• [Selected excerpt]:
Cell-free skin graft heals chronic leg ulcers

10 May 2013

A new type of skin graft produced by NHS Blood and Transplant (NHSBT) Tissue Services has healed the chronic leg ulcers of more than half of patients involved in the first trial.

The new product, known as dCELL Human Dermis, is made from skin donated by deceased tissue donors and processed to remove all the donor cells using Tissue Regenix’ dCELL technology.

The product is not rejected by the patients’ immune system. It maintains the essential structure of normal skin and serves as an ideal scaffold for the patients’ cells to migrate into and regenerate living, functional skin tissue.

Lower limb ulcers, which are often secondary to other conditions such as poor circulation and diabetes, are a common age-related condition which is increasing in frequency with an aging and increasingly unfit population.

Professor John Kearney, NHS Blood and Transplant Tissue Services
Head of Research and Development said: “All of these wounds are painful, debilitating and reduce the patient’s quality of life. In some cases they can lead to the patient requiring full or partial amputation. The study showed that dCELL Human Dermis treatment is capable of completely healing chronic leg ulcers in some patients and decreases the size of the wound in others. This evidence offers hope that the treatment will benefit patients in a clinical setting in future.

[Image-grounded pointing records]
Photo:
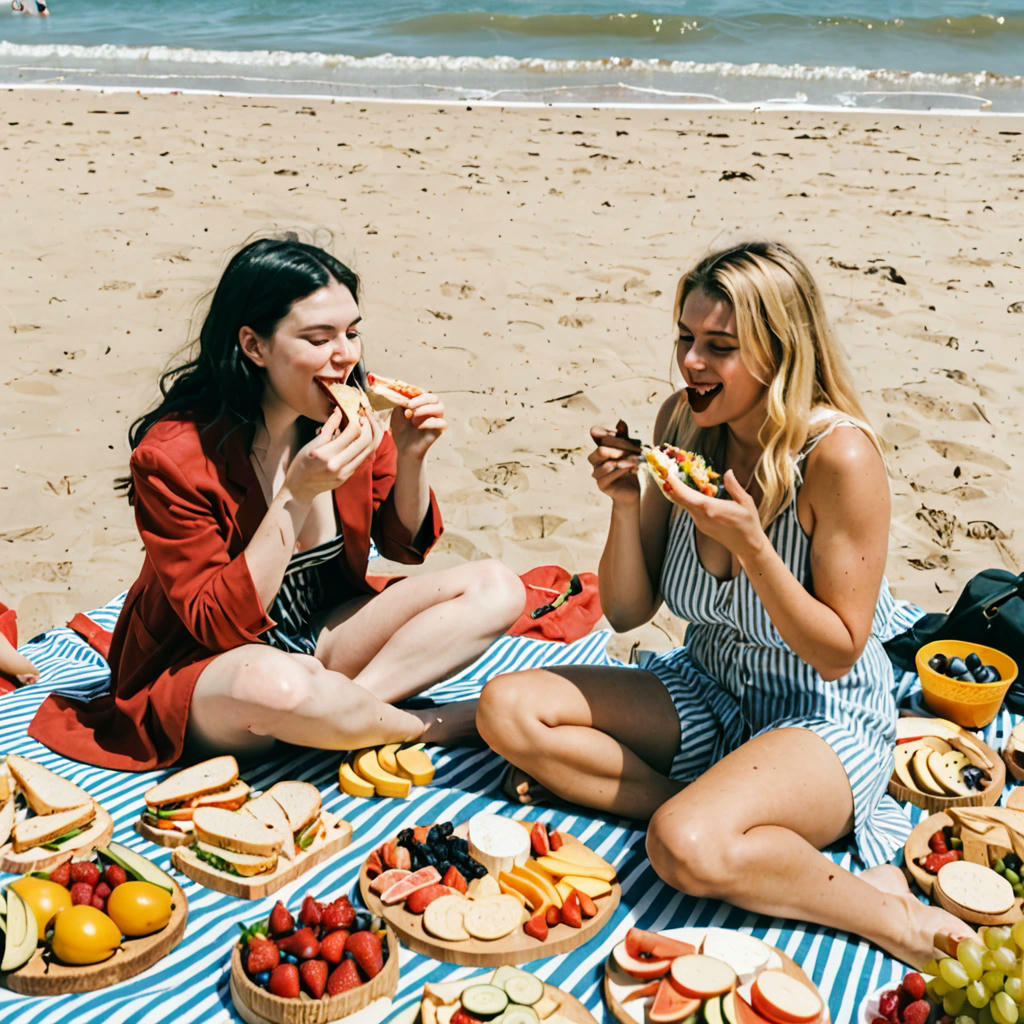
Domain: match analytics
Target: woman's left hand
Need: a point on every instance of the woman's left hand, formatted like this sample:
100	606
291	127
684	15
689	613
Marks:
735	524
418	425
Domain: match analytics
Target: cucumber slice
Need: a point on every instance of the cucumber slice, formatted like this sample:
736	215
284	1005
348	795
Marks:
484	1000
523	988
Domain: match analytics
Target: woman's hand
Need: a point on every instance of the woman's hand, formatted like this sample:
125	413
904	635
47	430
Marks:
416	426
614	462
734	524
332	457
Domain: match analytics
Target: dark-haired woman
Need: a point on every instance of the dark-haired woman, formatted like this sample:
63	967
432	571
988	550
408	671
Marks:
253	619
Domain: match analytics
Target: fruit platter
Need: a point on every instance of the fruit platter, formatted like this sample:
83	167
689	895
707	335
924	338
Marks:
87	924
494	891
326	962
966	859
713	975
980	980
936	764
507	993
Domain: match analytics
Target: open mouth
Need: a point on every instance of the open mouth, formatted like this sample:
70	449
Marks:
700	395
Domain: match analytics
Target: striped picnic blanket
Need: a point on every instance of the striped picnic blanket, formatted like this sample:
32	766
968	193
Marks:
190	983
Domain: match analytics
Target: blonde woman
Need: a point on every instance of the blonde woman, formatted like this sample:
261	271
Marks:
769	734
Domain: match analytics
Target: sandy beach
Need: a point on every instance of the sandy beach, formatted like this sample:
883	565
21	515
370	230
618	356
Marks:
521	263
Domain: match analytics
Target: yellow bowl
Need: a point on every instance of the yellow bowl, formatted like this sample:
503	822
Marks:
969	705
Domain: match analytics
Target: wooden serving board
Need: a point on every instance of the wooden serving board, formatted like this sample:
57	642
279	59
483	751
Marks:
45	975
257	1006
517	947
616	981
916	846
39	859
339	835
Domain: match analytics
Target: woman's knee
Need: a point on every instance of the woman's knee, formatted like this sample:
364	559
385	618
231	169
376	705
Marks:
694	852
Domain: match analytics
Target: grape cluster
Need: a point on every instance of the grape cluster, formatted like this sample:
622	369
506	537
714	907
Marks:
984	982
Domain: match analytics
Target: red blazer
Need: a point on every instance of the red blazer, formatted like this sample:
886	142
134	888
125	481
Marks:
198	504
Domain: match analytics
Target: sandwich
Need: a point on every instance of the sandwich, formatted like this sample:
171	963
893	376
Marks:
171	804
283	821
386	392
348	397
65	817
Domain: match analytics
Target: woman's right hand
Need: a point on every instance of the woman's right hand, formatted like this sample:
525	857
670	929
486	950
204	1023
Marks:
332	457
614	461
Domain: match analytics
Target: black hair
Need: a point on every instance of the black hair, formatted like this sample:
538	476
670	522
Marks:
259	286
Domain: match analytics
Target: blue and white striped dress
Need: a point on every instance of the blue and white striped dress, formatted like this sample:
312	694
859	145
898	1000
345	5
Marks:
735	678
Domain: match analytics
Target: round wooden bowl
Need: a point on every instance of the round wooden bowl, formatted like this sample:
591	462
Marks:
257	1006
45	975
916	846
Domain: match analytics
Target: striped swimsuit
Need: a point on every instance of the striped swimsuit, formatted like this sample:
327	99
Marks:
735	678
306	592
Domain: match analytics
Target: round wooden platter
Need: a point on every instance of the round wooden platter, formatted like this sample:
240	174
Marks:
339	835
916	846
38	859
568	1006
616	981
370	1003
44	975
517	947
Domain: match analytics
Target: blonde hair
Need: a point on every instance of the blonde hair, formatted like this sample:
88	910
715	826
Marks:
786	343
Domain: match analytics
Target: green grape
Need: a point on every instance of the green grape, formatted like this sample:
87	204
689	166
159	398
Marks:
971	953
1014	987
1005	960
952	973
977	994
1004	1009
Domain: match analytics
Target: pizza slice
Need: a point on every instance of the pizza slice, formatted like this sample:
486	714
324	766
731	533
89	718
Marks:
667	461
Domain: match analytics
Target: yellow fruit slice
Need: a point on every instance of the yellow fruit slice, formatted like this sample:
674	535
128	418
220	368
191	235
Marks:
353	784
384	782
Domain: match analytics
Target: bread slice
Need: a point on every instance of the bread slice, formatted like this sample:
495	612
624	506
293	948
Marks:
266	810
207	776
45	792
42	828
236	830
300	801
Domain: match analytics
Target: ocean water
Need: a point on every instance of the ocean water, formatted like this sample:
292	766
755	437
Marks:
960	55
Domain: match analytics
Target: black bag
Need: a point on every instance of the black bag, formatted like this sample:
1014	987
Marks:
990	611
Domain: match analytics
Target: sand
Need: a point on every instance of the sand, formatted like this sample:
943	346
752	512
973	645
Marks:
521	263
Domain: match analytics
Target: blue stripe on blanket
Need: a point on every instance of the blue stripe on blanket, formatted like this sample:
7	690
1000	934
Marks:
190	983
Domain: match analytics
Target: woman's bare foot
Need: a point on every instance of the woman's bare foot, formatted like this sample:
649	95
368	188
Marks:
927	929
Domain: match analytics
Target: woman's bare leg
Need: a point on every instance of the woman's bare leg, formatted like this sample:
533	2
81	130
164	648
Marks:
750	830
254	692
423	628
599	736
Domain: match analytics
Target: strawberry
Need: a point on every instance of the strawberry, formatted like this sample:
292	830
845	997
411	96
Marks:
571	914
454	879
81	892
61	875
333	945
366	947
285	981
84	870
343	977
310	911
115	876
340	913
918	1012
313	974
282	923
539	840
302	943
262	954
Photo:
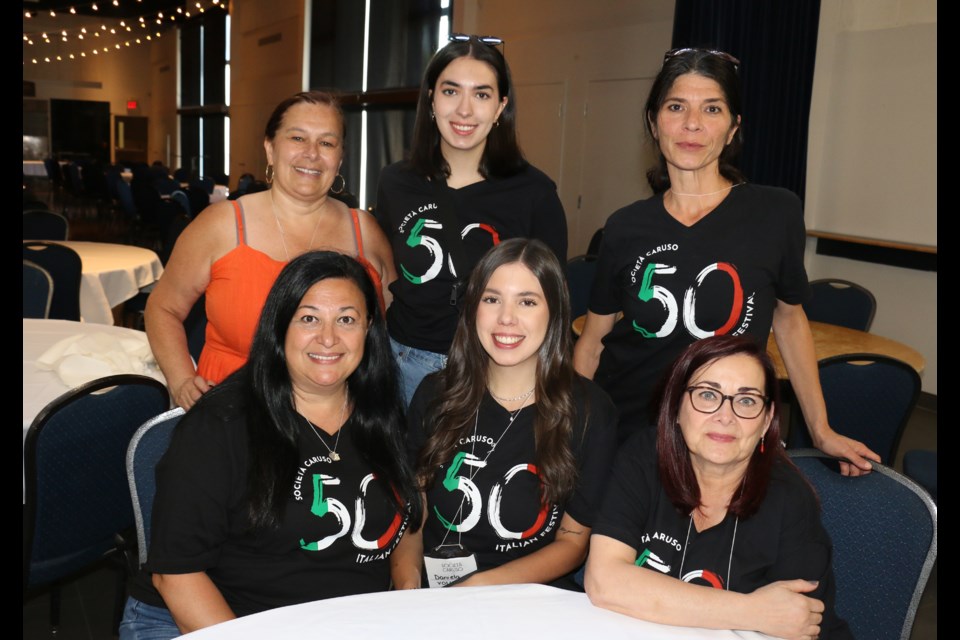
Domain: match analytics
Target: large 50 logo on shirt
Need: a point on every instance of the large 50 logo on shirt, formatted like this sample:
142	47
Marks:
323	507
418	239
472	500
649	291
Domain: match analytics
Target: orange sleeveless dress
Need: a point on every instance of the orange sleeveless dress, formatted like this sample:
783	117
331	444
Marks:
239	283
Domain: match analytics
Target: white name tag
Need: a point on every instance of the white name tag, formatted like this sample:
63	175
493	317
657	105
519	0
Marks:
443	571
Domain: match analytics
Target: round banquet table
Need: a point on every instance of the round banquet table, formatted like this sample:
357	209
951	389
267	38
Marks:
112	274
40	386
831	340
467	613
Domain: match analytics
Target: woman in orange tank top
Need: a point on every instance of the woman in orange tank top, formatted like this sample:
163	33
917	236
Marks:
233	251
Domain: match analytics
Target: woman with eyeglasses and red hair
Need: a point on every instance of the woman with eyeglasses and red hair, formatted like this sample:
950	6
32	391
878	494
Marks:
706	522
465	188
709	254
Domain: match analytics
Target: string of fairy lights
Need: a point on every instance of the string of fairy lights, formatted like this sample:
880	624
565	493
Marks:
53	45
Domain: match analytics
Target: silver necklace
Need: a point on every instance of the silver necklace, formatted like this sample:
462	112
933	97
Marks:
316	430
700	195
729	560
283	237
522	396
473	472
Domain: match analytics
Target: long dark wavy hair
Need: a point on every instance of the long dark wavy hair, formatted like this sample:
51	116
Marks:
376	424
464	380
706	63
501	154
676	470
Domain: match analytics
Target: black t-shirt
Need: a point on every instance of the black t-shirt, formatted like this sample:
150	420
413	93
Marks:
335	538
521	206
783	540
494	507
676	284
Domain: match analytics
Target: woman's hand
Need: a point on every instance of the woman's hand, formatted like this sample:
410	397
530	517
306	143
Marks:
785	612
194	601
838	446
187	392
587	349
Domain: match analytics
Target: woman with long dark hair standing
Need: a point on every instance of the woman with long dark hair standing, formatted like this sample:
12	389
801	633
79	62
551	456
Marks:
708	254
516	446
465	188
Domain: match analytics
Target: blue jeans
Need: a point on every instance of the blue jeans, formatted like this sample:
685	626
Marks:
414	365
142	621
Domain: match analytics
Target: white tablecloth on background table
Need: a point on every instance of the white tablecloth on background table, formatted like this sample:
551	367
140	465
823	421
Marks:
467	613
40	387
112	274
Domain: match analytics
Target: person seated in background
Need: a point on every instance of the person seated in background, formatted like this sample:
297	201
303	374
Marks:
288	482
510	419
706	522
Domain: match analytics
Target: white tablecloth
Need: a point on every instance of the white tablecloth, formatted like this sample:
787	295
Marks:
467	613
42	387
112	274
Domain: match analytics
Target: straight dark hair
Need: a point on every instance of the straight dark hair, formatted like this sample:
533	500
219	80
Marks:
676	470
464	380
709	64
501	153
375	426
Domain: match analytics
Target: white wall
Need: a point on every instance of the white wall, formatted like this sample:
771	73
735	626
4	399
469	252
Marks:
872	155
581	71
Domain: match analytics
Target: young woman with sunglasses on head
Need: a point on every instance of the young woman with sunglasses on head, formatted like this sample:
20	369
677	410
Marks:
465	188
708	254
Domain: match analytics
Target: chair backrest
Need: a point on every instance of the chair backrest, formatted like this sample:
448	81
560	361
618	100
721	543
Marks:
76	497
65	267
869	398
37	291
40	224
125	198
593	249
181	199
146	448
580	273
884	532
841	302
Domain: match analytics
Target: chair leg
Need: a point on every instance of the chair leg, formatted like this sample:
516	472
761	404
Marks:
120	600
54	607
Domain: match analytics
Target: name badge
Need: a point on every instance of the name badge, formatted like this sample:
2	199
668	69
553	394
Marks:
448	564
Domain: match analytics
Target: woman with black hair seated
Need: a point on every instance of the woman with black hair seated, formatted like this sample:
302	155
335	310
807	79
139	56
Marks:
516	446
706	522
288	482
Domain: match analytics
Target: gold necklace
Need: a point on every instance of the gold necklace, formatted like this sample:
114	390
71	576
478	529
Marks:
283	238
701	195
316	430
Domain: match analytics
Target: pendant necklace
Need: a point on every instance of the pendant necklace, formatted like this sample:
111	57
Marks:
316	430
283	238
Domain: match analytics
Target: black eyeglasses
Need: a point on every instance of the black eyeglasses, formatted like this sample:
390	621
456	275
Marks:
493	41
723	55
490	41
744	405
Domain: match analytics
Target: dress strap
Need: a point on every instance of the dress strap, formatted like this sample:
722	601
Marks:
241	230
357	236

• [To do]:
1. In the news item on the cell-free skin graft, what is dCELL Human Dermis made from?
2. Go on with the news item on the cell-free skin graft from its last sentence.

• [Answers for the exercise]:
1. It is made from skin donated by deceased tissue donors, processed with Tissue Regenix' dCELL technology to remove all the donor cells.

2.
“Care and treatment of chronic leg ulcers is estimated to consume 1% of the NHS total budget¹. Our research and development of a treatment that can heal these wounds may lead to better use of NHS resources and greatly improve patients’ quality of life.”

Antony Odell, Managing Director Tissue Regenix, said: “This dCELL Dermis clinical treatment has the potential to help many patients and address the £400 million annual bill that the NHS pays to treat chronic wounds of the lower leg. Research firm Kalorama estimates the global market for chronic and acute wound care could be worth $21 billion by 2015 (from $16.8 billion in 2012). The successful trial and development of this NHSBT Dermis treatment is a critical part of our ongoing plans to commercialise treatments developed using our dCELL technology.”

The trial was undertaken at University Hospital South Manchester. Further studies in collaboration with Tissue Regenix are planned for later this year. The NHSBT dCELL Human Dermis graft will be available from NHSBT Tissue Services from Summer 2013.